Material for this task →
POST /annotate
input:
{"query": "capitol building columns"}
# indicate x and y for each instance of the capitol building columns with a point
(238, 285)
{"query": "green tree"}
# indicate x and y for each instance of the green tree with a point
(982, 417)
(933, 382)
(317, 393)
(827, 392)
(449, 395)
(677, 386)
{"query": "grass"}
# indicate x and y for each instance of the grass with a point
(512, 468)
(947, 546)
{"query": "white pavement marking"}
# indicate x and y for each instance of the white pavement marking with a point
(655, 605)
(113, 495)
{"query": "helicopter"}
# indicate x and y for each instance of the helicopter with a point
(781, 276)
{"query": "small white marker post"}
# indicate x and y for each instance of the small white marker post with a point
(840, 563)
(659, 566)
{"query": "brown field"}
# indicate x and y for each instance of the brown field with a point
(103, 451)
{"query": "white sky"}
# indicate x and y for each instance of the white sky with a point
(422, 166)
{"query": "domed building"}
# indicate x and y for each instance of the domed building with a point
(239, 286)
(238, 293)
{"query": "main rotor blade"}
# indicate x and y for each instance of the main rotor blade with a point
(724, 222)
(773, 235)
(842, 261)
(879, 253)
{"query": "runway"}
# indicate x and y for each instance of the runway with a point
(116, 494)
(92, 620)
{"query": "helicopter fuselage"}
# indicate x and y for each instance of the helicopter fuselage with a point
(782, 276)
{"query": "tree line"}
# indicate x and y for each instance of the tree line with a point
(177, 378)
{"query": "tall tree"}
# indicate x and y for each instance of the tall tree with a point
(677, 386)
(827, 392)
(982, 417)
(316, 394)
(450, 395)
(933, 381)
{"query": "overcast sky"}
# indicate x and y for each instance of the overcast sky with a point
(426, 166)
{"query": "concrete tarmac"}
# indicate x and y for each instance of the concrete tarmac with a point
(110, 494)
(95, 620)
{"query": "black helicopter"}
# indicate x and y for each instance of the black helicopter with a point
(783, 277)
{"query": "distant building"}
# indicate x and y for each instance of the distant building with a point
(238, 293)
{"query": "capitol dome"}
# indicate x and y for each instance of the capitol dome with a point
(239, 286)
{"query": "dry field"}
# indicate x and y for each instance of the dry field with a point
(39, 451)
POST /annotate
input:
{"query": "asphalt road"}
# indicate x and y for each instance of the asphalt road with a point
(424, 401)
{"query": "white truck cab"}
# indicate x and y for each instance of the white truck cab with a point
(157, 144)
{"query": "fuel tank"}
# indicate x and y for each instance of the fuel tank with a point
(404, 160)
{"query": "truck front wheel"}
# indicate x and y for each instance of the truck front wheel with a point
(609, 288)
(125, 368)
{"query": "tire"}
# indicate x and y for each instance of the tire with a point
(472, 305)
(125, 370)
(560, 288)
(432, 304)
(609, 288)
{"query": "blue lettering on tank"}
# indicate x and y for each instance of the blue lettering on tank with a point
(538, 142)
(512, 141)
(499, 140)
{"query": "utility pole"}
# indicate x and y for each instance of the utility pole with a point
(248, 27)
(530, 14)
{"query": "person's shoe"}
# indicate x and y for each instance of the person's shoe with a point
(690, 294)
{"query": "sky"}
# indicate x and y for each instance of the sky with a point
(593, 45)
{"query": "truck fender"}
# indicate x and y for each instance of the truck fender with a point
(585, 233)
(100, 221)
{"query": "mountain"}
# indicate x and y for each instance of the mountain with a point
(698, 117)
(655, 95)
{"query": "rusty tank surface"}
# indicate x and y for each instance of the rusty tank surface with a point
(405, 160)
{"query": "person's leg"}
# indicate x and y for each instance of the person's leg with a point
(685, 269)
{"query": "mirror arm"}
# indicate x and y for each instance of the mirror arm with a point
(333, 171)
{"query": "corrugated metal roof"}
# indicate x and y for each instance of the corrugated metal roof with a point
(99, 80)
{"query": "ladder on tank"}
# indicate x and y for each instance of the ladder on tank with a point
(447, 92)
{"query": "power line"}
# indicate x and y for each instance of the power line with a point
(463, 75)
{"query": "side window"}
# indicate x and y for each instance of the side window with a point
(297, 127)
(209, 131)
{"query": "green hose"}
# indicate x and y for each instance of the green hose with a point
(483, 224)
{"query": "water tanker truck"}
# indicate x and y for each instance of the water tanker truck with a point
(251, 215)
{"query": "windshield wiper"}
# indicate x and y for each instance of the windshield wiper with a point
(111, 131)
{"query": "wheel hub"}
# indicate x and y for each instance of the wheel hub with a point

What is needed →
Without leaving anything out, quote all the data.

Written solution →
POST /annotate
input:
{"query": "capitol building columns"}
# indicate x and y for each instance of the capitol building columns with a point
(238, 285)
{"query": "green tree"}
# indicate x and y for each instance of the green tree with a point
(982, 417)
(933, 382)
(317, 393)
(827, 392)
(449, 395)
(677, 386)
{"query": "grass"}
# indicate x and y for each instance of the grass with a point
(512, 468)
(947, 546)
{"query": "white pavement marking"}
# indicate x and y for each instance of the white pavement marking with a point
(655, 605)
(113, 495)
{"query": "helicopter"}
# indicate x and y for each instance of the helicopter with a point
(781, 276)
{"query": "small white marker post"}
# indicate x and y for each instance of the small white marker post with a point
(840, 563)
(659, 566)
{"query": "brown field"}
# indicate x and y for each instance of the brown field with a point
(103, 451)
{"query": "white sky"}
# indicate x and y for each instance of the white sky with a point
(422, 166)
{"query": "domed building"}
# indicate x and y for each instance of the domed building with a point
(239, 286)
(238, 293)
{"query": "main rotor blade"}
# indicate x and y for each instance of the main rotor blade with a point
(724, 222)
(773, 235)
(842, 261)
(879, 253)
{"query": "runway"}
# indicate x and y for each instance of the runway with a point
(116, 494)
(92, 620)
{"query": "helicopter fuselage"}
# indicate x and y for each instance of the helicopter fuselage with a point
(782, 276)
{"query": "tree line"}
# indicate x and y for each instance of the tree line with a point
(177, 378)
{"query": "tall tree"}
# indicate x and y for each instance of the tall tree with a point
(677, 386)
(827, 392)
(982, 417)
(316, 394)
(450, 395)
(933, 381)
{"query": "overcast sky"}
# indicate x and y for each instance of the overcast sky with a point
(426, 166)
{"query": "concrete tarmac"}
# indicate x and y for each instance of the concrete tarmac with a point
(110, 494)
(95, 620)
{"query": "black helicopter"}
# indicate x and y for each instance of the black helicopter with a point
(783, 277)
{"query": "distant building"}
# indicate x and y for each instance of the distant building with a point
(238, 293)
{"query": "capitol dome"}
# indicate x and y for each instance of the capitol dome with a point
(239, 286)
{"query": "dry field"}
# indicate x and y for each instance of the dry field with a point
(39, 451)
POST /annotate
input:
{"query": "asphalt road"}
# indicate x and y for each instance of the asphalt road with a point
(424, 401)
{"query": "white truck cab"}
# indicate x and y for each instance of the white truck cab with a point
(157, 144)
{"query": "fuel tank"}
# indicate x and y for each instance of the fuel tank with a point
(404, 160)
{"query": "truck front wheel"}
# indicate x and y for each instance of the truck front wheel with a point
(609, 288)
(125, 368)
{"query": "tire"}
# indicate x and y for each instance of the tire with a point
(472, 305)
(125, 370)
(560, 288)
(432, 304)
(609, 288)
{"query": "blue lettering on tank"}
# indicate x and y for each instance of the blue lettering on tank with a point
(538, 142)
(512, 141)
(499, 140)
{"query": "utility pole"}
# indicate x and y for each instance of the utility pole with a point
(248, 27)
(530, 14)
{"query": "person's shoe"}
# indicate x and y for each instance of the person's shoe with a point
(690, 294)
{"query": "sky"}
# indicate x and y for each instance of the sky with a point
(593, 45)
{"query": "truck fender"}
# indicate x and y for each instance of the truck fender with a point
(585, 233)
(100, 221)
{"query": "mountain"}
# indicate x and y for each instance of the mountain with a point
(698, 117)
(655, 95)
{"query": "rusty tank surface"}
# indicate x and y for each instance of the rusty tank surface with a point
(405, 160)
{"query": "person's leg"}
# indicate x and y for each instance of the person's leg with a point
(685, 269)
{"query": "mirror arm"}
# indicate x and y for each instance of the mirror arm with a point
(333, 171)
{"query": "corrugated metal roof"}
# indicate x and y for each instance of the corrugated metal roof with a point
(99, 80)
{"query": "ladder on tank"}
# indicate x and y for each instance of the ladder on tank with a point
(447, 92)
{"query": "power line"}
# indicate x and y for each instance of the power line with a point
(463, 75)
{"query": "side window"}
# indicate x and y for each instance of the side window with a point
(297, 127)
(209, 131)
{"query": "green hose"}
# indicate x and y for each instance of the green hose with a point
(483, 224)
{"query": "water tanker truck"}
# indicate x and y for each instance of the water tanker truck with a point
(251, 215)
{"query": "windshield wiper"}
# indicate x and y for each instance of the windshield wiper with a point
(111, 131)
{"query": "wheel hub"}
# indicate x and y for each instance of the wheel hub with a point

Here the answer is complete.